--- start SELECTED EXCERPT ---

While we describe the non-glove groups as “Observe” as this is what we can assess behaviorally—that is, they did not make any overt motor movements, the instructions were more precisely asking them to engage in movement imagery (i.e., “Imagine” as a group descriptor). Several studies have shown that motor/movement imagery involves engaging similar networks of brain regions as actual movements (Lotze et al., 2003; Lotze and Cohen, 2006; Madan and Singhal, 2012; Hardwick et al., 2018; Kline et al., 2020). The intention here was to minimize actual movements as the experimental manipulation, but still encourage active engagement in the presented finger-tapping sequences through movement imagery and not allowing participants’ minds to wander. As the participants in the Observe groups performed comparably to the Glove groups in the explicit knowledge test, and on average were numerically better, it does seem that the Observe participants were engaged in the task and did learn sequences.

Taken together, here we found that participants that only had to observe visual cues performed best in the explicit probe tests—with both enactment and additional auditory tones distracting from explicit knowledge. In contrast, when evaluating implicit knowledge (as measured by glove RT), we found that the additional auditory cues were beneficial to performance. These findings indicate that explicit knowledge of the statistical learning was best with only the single modality, but implicit knowledge was best when all three modalities were involved. Moreover, the results demonstrated a clear main effect of transition probability on response time and hastening of response time as learning accumulated (Figure 3).

--- end SELECTED EXCERPT ---

▶ [CHALLENGE] Continue the passage on sequence learning under observation, enactment, and auditory cues, starting after its last sentence.

--- start INFORMATION SHOWN ---

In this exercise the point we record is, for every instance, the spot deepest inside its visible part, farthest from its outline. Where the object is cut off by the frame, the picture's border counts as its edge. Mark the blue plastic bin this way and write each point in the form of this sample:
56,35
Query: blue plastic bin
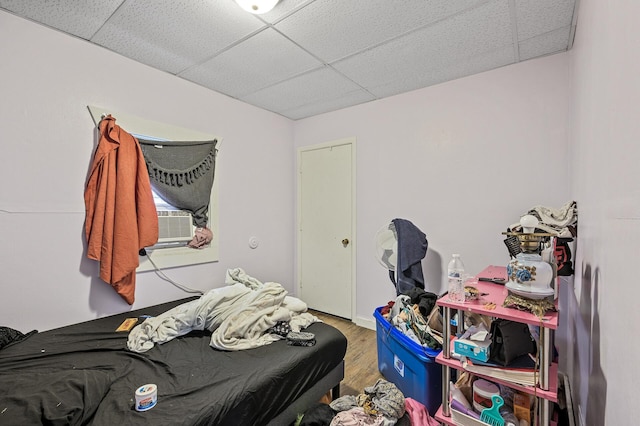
408,365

--- end INFORMATION SHOWN ---

▶ [TASK RESULT]
Regarding the domain generality vs. modality-specificity of statistical learning, our results support the latter in the case of a motor-learning paradigm. Frost et al. (2015) has proposed a theoretical model to account for sensory modality effects on statistical learning with both separate and shared systems, particularly between auditory and visual inputs. A key concept in this model is that a brain region like the medial temporal lobe could support computational generality in statistical learning as it does for memory (Bogaerts et al., 2016), but this circuit will still have unique connections with individual sensory cortices that support modality-specific representations (Frost et al., 2015). On the basis of our findings, we argue in favor of this theoretical approach, and suggest that it can easily accommodate our observations in the motor-learning domain for hand motor commands that demonstrate both a convergence and a dissociation of modality effects on explicit and implicit measures of statistical learning.

The computer glove procedure used here generally worked well, while also being sufficiently different than more established procedures used in AGL and SRTT studies. However, future work may want to include a computer keyboard or response pad group as a comparison to the computer glove and also include a random-sequence control group to allow for distinct estimates of practice and learning effects. These findings add to the growing literature demonstrating different mechanisms underlying explicit and implicit knowledge, convergent with the notion of multiple distinct systems supporting motor skill learning (e.g., Clark and Ivry, 2010).

Data Availability Statement

The raw data supporting the conclusions of this article will be made available by the authors, without undue reservation, to any qualified researcher.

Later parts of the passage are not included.